▶ [The task] Please reproduce the records exactly, leaving out any pictures.

▶ [Records shown]
--- START ---
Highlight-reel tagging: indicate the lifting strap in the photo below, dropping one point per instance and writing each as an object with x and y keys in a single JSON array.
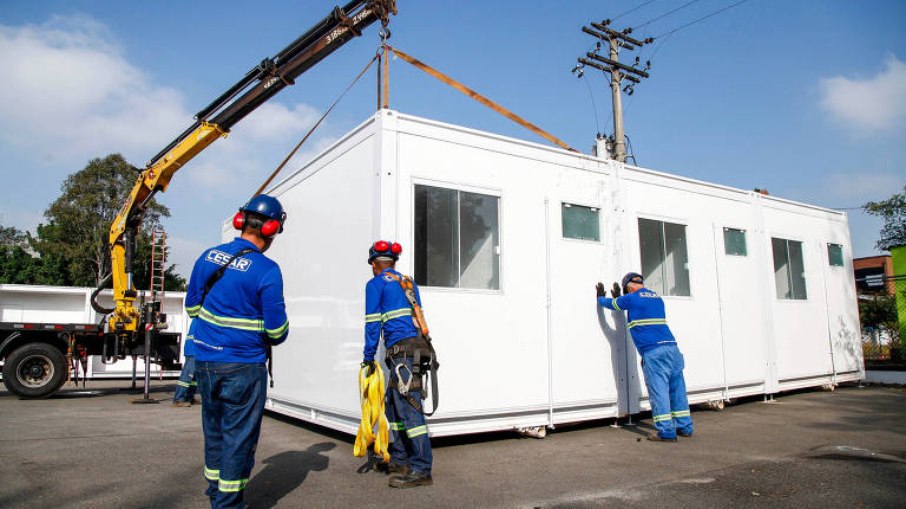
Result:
[
  {"x": 314, "y": 127},
  {"x": 371, "y": 393},
  {"x": 478, "y": 97}
]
--- END ---
▶ [Solution]
Highlight-reel tagging: indicate the lifting strap in the photo below, dropping one point per instance and writing each as an object with x and y keys in a single JSON array.
Result:
[
  {"x": 314, "y": 127},
  {"x": 371, "y": 393},
  {"x": 478, "y": 97}
]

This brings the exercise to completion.